— begin Material provided —

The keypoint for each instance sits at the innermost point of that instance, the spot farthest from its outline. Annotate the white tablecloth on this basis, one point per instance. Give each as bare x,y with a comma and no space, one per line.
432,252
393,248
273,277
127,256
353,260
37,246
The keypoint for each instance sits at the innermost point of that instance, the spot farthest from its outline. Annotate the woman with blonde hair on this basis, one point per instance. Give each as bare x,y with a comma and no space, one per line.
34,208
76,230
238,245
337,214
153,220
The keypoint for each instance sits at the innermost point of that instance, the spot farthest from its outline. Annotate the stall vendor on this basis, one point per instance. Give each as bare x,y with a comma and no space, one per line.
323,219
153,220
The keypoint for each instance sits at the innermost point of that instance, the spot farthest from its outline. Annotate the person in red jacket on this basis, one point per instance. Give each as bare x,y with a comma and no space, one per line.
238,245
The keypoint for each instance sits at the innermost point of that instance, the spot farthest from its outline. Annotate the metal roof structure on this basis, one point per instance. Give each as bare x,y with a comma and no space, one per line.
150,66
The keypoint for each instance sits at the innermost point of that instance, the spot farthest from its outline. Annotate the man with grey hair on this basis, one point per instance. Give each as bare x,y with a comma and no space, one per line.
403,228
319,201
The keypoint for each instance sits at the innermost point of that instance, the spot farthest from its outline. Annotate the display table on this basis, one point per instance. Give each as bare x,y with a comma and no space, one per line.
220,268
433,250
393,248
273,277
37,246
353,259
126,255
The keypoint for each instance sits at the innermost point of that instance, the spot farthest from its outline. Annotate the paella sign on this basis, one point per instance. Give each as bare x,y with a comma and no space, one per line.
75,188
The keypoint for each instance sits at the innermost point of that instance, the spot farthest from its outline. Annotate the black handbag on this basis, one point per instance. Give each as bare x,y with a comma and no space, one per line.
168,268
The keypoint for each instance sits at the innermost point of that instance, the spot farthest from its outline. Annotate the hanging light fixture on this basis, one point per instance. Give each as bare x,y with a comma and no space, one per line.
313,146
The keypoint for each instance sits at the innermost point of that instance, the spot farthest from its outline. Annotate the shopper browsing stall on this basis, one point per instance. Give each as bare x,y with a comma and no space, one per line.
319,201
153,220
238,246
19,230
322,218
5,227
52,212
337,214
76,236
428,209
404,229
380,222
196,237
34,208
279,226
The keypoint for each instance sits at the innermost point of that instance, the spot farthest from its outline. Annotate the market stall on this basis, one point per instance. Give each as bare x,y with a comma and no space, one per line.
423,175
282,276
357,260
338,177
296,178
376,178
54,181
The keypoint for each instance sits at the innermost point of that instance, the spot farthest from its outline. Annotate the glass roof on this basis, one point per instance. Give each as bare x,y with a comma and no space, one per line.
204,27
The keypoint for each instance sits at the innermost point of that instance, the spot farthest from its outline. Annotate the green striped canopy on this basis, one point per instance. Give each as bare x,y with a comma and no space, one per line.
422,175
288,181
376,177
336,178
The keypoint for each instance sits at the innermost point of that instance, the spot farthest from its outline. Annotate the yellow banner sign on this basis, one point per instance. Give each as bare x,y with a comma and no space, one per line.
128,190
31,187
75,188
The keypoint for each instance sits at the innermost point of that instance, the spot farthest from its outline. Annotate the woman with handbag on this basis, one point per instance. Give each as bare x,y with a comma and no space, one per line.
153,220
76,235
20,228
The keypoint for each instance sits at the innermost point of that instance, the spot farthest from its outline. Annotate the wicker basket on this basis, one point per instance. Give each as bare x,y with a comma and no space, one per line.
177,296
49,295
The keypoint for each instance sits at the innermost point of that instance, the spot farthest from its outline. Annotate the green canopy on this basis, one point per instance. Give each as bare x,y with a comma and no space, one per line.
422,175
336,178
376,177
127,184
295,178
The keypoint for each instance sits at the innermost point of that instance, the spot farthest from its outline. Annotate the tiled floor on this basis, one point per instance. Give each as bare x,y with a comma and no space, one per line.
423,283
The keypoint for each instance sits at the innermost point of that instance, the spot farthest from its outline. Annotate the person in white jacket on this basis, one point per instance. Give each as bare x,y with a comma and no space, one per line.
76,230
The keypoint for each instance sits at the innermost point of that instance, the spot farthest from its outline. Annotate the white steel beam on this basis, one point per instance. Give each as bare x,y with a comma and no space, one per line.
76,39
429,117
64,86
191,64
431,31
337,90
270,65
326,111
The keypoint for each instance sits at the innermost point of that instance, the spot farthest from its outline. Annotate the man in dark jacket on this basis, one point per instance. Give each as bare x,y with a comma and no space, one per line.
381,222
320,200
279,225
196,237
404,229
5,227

— end Material provided —

• What this task involves
Extract the lines above from the one containing "Annotate the yellow" to the last line, both included, exactly as written.

• Final answer
The keypoint for each instance sits at the innermost point of that instance, the spot farthest from its outline. Annotate the yellow banner sign on this basis, one point per instance. Give each as bare x,y with a comma and no space, one per line.
128,190
31,187
75,188
The keypoint for each instance sits at the innermost point of that instance, the spot farthest from its outline. Annotate the woman with handbag on this basis, one point per instance. Give each as bare x,y with a comma and no space, one per line.
153,220
76,235
20,228
The keypoint for each instance sits at the innermost point of that instance, the spot farthest from its outline. Annotate the wicker basket on this basis, one point per instance. Give each as bare x,y with a comma and no space, one per line.
177,296
49,295
The keypoint for each instance sits at the innermost point of that instance, the spot farthest from its outline. Annotate the green canopy on this basis, one point per instance. Give each as bare x,y with a comma and no space, one per line.
422,175
336,178
376,177
127,184
295,178
The keypoint for each instance sits at the innermost point of that instance, the spot farthest from its outline. Annotate the tiled floor on this basis, one point per instance. Give each as bare x,y with a comma and no space, one per line.
423,283
The keypoint for each instance sits at the innermost point of that instance, the spot farthest from its outline. Annotate the person in white jacket on this basis, one point per instance. Give each as bare x,y with a comma and no space, one per line.
76,230
The keypoint for each instance sits at the innermost point of that instance, the spot farthest from its outline. Annotate the white steel beam on this basis, one point per instance. Give each as bare x,y with a comma and no space, one per line.
76,39
429,117
64,86
191,64
431,31
337,90
270,65
326,111
The keypoint for each instance sits at the innermost point of that instance, the spot farthest from its outline. Annotate the man in dark jacket on this basis, one point per instance. Give each as bare x,y with a comma and no space, one per line.
381,222
320,200
279,225
196,237
404,229
5,227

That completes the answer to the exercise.